● **ARTICLE**
begin
As always, BCD (Bombay, Calcutta, Delhi) have won again. Chennai - at the top of the Celsius scale - is at the bottom of the weather charts. Even on those few days in summer when temperatures in the Capital race ahead, Anuradha and her anorexic clones, resort to Delhi Deceit (DD). They introduce a sweat factor, re-crunch the numbers and voila....by a meteorological sleight of hand, Chennai is relegated to the bottom of the metropolitan pack.

At school, I remember playing a non-electronic version of the MM game. The school atlas, which I would pore despondently over, was a source of great despair. Bombay had more blue lines (airplane routes), Calcutta had more green lines (shipping routes) and Delhi had more red blocks (industries). Any which way you looked at the maps, Chennai clocked in last.
end
● **GIVEN TASK 1**
Extract every line of the entries that contains the string "pants", matching case exactly.

● **Coordinate annotation entries**
begin
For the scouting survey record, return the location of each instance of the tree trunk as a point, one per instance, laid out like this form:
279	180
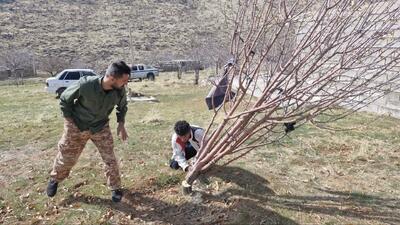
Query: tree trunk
196	77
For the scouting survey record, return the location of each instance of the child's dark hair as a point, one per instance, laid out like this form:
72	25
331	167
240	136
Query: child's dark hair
182	127
118	69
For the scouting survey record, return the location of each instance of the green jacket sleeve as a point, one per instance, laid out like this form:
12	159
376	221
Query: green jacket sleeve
67	99
122	107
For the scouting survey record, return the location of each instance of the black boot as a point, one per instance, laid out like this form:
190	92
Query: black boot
116	195
52	188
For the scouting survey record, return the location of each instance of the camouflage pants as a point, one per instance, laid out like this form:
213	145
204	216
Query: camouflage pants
71	145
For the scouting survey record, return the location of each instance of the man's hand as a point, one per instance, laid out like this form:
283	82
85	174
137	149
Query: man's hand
121	130
69	119
188	168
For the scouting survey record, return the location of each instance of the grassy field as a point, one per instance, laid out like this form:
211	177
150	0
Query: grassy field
314	177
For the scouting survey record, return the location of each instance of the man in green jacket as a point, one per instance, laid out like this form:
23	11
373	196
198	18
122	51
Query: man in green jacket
86	106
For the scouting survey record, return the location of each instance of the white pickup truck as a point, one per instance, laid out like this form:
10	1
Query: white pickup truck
140	71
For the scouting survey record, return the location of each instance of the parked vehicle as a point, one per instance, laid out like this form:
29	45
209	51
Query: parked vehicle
64	79
140	71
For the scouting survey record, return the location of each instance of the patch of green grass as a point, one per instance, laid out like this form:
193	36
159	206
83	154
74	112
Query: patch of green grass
309	158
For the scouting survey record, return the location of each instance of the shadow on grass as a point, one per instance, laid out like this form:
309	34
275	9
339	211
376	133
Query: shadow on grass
334	203
249	203
147	208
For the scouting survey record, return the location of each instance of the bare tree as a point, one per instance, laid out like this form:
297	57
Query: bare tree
295	60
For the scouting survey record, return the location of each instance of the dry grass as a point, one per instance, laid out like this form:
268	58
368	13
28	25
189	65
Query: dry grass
313	177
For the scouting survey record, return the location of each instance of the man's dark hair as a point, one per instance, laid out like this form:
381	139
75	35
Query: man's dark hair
end
● **GIVEN TASK 2**
List each city the Chennai passage names, giving each name once.

● **EXERCISE OUTPUT 1**
For the scouting survey record, return the location of each instance of the camouflage pants as a point, one per instance, laid out like this form:
Query: camouflage pants

● **EXERCISE OUTPUT 2**
Bombay
Calcutta
Delhi
Chennai